## YOUR GOAL
The line containing "Target: lone tree" and every line after it, through the end of the material: copy these exactly and nothing else, leaving pictures out.

## MATERIALS PROVIDED
□ □ □ □

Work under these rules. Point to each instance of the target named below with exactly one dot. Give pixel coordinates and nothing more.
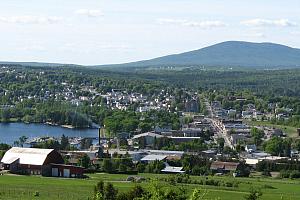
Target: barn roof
(230, 166)
(28, 156)
(153, 157)
(170, 169)
(149, 134)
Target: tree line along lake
(10, 132)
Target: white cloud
(256, 35)
(267, 22)
(200, 24)
(34, 47)
(30, 19)
(89, 13)
(295, 32)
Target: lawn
(24, 187)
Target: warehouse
(34, 161)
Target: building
(224, 167)
(147, 139)
(151, 158)
(45, 162)
(250, 148)
(173, 170)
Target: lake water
(10, 132)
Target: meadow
(36, 187)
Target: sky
(95, 32)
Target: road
(220, 131)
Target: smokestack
(99, 135)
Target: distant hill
(225, 54)
(232, 53)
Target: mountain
(232, 53)
(225, 54)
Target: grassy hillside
(24, 187)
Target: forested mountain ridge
(225, 54)
(231, 53)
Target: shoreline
(49, 124)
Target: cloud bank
(199, 24)
(267, 22)
(89, 12)
(30, 19)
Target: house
(150, 158)
(223, 167)
(173, 170)
(45, 162)
(147, 139)
(236, 138)
(250, 148)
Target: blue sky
(116, 31)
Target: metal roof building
(31, 160)
(31, 156)
(150, 158)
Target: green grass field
(24, 187)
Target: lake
(10, 132)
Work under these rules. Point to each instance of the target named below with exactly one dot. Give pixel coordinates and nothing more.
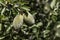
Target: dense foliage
(46, 14)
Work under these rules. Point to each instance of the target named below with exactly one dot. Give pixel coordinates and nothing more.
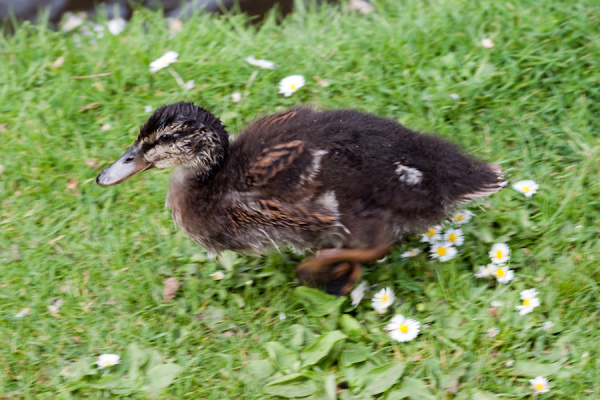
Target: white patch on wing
(410, 176)
(330, 202)
(314, 167)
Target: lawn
(99, 256)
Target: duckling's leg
(337, 270)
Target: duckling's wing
(272, 161)
(275, 214)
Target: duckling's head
(180, 134)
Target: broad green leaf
(354, 353)
(330, 387)
(294, 385)
(282, 358)
(355, 374)
(158, 378)
(318, 303)
(258, 369)
(533, 369)
(380, 379)
(298, 336)
(351, 327)
(413, 389)
(321, 347)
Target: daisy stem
(250, 80)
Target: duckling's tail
(489, 187)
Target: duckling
(347, 184)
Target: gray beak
(130, 163)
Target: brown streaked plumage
(346, 184)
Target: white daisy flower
(260, 63)
(547, 325)
(383, 299)
(116, 26)
(411, 253)
(503, 274)
(432, 235)
(108, 360)
(500, 253)
(493, 332)
(528, 187)
(218, 275)
(454, 237)
(462, 217)
(167, 59)
(540, 384)
(236, 97)
(443, 251)
(290, 84)
(485, 271)
(530, 301)
(487, 43)
(358, 293)
(403, 329)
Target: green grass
(530, 103)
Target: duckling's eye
(165, 138)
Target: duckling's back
(373, 171)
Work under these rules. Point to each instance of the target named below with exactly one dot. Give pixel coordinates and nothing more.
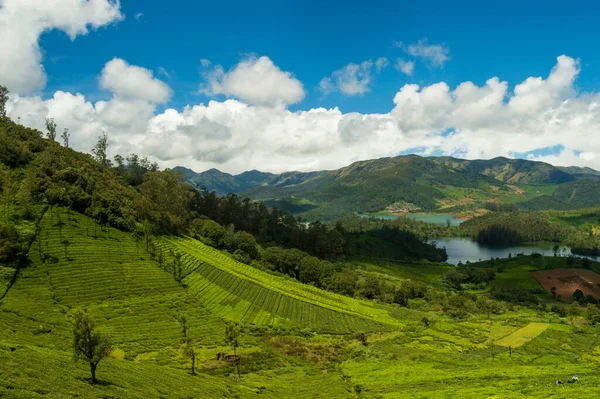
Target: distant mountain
(580, 172)
(512, 171)
(412, 183)
(224, 183)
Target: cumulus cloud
(132, 81)
(435, 55)
(468, 120)
(256, 81)
(407, 67)
(22, 22)
(352, 79)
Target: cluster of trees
(133, 195)
(241, 244)
(572, 195)
(469, 277)
(509, 228)
(271, 226)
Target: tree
(578, 296)
(65, 136)
(51, 128)
(100, 150)
(3, 100)
(88, 343)
(190, 352)
(232, 336)
(556, 249)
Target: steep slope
(371, 186)
(512, 171)
(75, 263)
(577, 194)
(404, 182)
(224, 183)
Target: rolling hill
(77, 234)
(412, 183)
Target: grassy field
(298, 341)
(139, 306)
(523, 335)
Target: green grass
(139, 304)
(523, 335)
(397, 368)
(236, 291)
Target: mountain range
(412, 183)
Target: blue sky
(509, 39)
(276, 85)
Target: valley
(358, 307)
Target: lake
(465, 249)
(434, 218)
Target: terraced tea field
(141, 307)
(240, 292)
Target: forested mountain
(412, 183)
(511, 171)
(224, 183)
(132, 195)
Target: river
(434, 218)
(465, 249)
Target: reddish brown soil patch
(516, 190)
(567, 281)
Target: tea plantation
(297, 341)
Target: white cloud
(163, 71)
(434, 54)
(537, 93)
(256, 81)
(407, 67)
(133, 82)
(468, 120)
(22, 22)
(352, 79)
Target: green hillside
(323, 311)
(140, 306)
(412, 183)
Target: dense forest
(509, 228)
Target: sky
(302, 85)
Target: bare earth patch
(523, 335)
(567, 281)
(516, 190)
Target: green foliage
(3, 101)
(100, 150)
(51, 129)
(65, 136)
(89, 344)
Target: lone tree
(579, 296)
(232, 336)
(89, 344)
(3, 100)
(65, 136)
(51, 127)
(190, 352)
(100, 150)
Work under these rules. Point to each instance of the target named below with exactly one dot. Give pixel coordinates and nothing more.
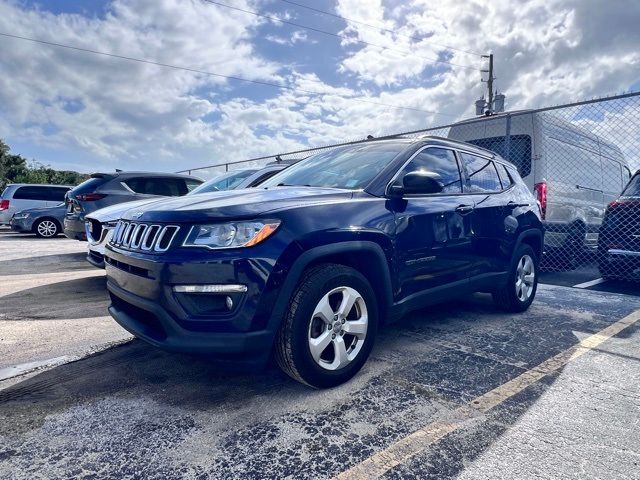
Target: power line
(344, 37)
(213, 74)
(380, 28)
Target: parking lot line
(591, 283)
(418, 441)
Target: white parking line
(408, 447)
(591, 283)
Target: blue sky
(75, 110)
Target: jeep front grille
(143, 236)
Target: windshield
(352, 167)
(228, 181)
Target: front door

□ □ □ □

## RESPONSE BELOW
Target: lone tree
(579, 296)
(232, 336)
(89, 344)
(3, 100)
(65, 136)
(51, 127)
(190, 352)
(100, 150)
Work under these rules. Point to each instance of the target named below with exactly one dot. Give pixel coordinates and nothing more.
Target: power line
(344, 37)
(213, 74)
(380, 28)
Target: parking lot line
(591, 283)
(418, 441)
Target: white parking line
(408, 447)
(591, 283)
Target: blue sky
(75, 110)
Target: jeep front grille
(143, 236)
Target: windshield
(352, 167)
(228, 181)
Target: front door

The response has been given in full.